### AIM OF THE EXERCISE
From the passage below about Vermont's neurological privacy law, extract the wording that starts at "With this bill, Vermont" and ends at "extends through 2030.", copying it without changes.

### SUPPLIED PASSAGE
Formally titled “An act relating to neurological rights and the use of artificial intelligence technology in health and human services,” H.814 takes effect July 1, 2026. The bill legally recognizes what should already be commonsense: every Vermonter has a right to “mental and neural data privacy,” “the freedom of thought,” and protection from “unauthorized access to or manipulation of an individual’s brain activity.” For those with brain injuries who depend on neurotechnology for communication, mobility, or cognitive support, that last phrase is a safeguard for the data generated at the most vulnerable intersection of their lives.

With this bill, Vermont joins Colorado, California, Montana, and Connecticut, though each of which has taken a distinct approach to neurological privacy. Colorado and California moved first in 2024, amending existing consumer privacy statutes to classify neural data as sensitive personal information. Montana went further with a standalone law amending its Genetic Information Privacy Act, requiring robust consent and uniquely prohibiting the storage of neural data in U.S.-sanctioned countries. Connecticut’s 2025 amendment was narrower, covering only the central nervous system. Vermont’s law aligns most closely with Connecticut’s, in that it establishes specific rights, while directing the state’s AI Advisory Council to develop further ethical guidelines, which extends through 2030.

### LISTED RECORDS

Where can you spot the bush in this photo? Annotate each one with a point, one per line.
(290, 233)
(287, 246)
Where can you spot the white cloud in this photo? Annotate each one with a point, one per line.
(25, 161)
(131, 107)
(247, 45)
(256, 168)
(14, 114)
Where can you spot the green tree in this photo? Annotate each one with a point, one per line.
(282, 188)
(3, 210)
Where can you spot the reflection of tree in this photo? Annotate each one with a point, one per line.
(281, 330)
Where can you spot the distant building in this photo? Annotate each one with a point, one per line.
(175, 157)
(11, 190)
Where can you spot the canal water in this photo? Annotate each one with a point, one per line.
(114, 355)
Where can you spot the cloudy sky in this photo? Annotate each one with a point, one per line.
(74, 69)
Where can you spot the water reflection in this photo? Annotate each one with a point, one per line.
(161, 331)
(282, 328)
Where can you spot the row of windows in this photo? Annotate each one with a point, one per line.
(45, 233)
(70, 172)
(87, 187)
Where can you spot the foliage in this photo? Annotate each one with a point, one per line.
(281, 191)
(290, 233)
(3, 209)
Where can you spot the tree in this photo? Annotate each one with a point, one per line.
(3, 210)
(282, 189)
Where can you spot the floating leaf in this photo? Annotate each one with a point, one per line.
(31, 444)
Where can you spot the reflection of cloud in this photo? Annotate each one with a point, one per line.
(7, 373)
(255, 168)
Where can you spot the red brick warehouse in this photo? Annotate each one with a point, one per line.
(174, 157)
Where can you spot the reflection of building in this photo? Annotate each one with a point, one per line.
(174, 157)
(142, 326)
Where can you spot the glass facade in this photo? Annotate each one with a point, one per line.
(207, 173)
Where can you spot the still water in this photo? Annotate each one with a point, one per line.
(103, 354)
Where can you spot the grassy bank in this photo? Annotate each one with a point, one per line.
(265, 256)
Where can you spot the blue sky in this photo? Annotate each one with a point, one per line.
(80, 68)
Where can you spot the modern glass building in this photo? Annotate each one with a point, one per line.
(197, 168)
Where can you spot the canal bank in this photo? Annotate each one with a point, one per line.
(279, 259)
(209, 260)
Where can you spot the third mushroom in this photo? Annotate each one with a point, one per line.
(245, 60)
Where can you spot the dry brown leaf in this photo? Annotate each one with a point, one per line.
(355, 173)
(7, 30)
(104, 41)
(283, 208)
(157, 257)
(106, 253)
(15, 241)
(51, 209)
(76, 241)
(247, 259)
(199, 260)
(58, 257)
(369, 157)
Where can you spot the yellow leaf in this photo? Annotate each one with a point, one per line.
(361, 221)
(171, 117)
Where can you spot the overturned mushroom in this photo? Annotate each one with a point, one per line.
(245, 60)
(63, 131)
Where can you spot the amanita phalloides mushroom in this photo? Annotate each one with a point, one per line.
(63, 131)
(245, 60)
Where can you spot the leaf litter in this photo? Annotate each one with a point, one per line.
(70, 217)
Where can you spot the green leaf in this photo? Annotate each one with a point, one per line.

### SOLUTION FOR THIS PROBLEM
With this bill, Vermont joins Colorado, California, Montana, and Connecticut, though each of which has taken a distinct approach to neurological privacy. Colorado and California moved first in 2024, amending existing consumer privacy statutes to classify neural data as sensitive personal information. Montana went further with a standalone law amending its Genetic Information Privacy Act, requiring robust consent and uniquely prohibiting the storage of neural data in U.S.-sanctioned countries. Connecticut’s 2025 amendment was narrower, covering only the central nervous system. Vermont’s law aligns most closely with Connecticut’s, in that it establishes specific rights, while directing the state’s AI Advisory Council to develop further ethical guidelines, which extends through 2030.